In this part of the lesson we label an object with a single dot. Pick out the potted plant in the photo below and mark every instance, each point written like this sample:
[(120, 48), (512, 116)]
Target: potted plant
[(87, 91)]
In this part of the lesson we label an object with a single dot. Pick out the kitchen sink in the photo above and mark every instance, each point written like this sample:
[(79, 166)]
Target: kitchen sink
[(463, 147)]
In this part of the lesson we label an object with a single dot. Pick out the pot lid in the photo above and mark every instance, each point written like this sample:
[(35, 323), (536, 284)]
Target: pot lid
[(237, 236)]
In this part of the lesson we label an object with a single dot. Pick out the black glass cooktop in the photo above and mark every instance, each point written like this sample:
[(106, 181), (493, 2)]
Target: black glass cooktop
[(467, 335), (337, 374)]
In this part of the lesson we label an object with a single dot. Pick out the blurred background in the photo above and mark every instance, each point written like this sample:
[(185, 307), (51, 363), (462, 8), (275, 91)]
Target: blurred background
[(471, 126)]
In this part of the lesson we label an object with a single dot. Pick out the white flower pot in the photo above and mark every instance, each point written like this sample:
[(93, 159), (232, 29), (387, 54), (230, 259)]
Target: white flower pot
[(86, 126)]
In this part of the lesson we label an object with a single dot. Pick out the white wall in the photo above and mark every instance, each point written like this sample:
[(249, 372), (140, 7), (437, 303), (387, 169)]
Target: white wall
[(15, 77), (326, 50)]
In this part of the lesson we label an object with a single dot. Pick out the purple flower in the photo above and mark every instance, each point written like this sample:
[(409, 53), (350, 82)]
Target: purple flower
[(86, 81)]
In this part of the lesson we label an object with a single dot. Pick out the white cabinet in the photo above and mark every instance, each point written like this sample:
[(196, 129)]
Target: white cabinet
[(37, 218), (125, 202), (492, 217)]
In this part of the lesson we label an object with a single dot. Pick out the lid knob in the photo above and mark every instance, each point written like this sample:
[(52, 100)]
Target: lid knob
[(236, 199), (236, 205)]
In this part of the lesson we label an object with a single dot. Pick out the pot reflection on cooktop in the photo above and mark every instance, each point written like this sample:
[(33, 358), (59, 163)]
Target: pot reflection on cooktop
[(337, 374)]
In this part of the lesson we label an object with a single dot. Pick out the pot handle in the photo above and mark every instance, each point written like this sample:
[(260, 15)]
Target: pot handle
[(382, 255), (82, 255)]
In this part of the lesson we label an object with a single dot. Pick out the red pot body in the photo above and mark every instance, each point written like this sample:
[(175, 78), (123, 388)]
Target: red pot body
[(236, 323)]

++++++

* Exercise brief: Scale the rows above, from the start of the rows up to and including the line with "[(471, 126)]": write out every line again, requests included, with each coordinate in the answers multiplied by 0.85 and rounded to a whole number, halves rounded up. Keep the numbers in the requests and their format samples unchanged.

* Exercise output:
In this part of the lesson we label an object with a single dot. Pick out the potted plant in the photo below and mark every instance, each point written like this sample:
[(120, 48), (512, 116)]
Target: potted plant
[(74, 77)]
In this part of the lesson we label an object with a single dot. Pick out the kitchen sink in the photo above and mark every instance, each point written like this sample:
[(79, 166)]
Target: kitchen sink
[(394, 125)]
In this part of the lesson we label an object with a single dot. Pick out the pot lid in the photo above and mark every instance, each point written like this sample:
[(35, 323), (536, 284)]
Target: pot lid
[(201, 201)]
In this part of the lesson we label an object with a single dot. Pick out the black glass cooktop in the photo above and mark every instance, each point written like this sample:
[(106, 181), (493, 2)]
Target: black glass cooktop
[(397, 285), (286, 318)]
In this part of the lesson we label an object with a single dot. Pick out the blurred background in the photo above and mark every instance, each point written like this sample:
[(185, 307), (51, 363), (462, 8), (275, 91)]
Target: blurred background
[(400, 107)]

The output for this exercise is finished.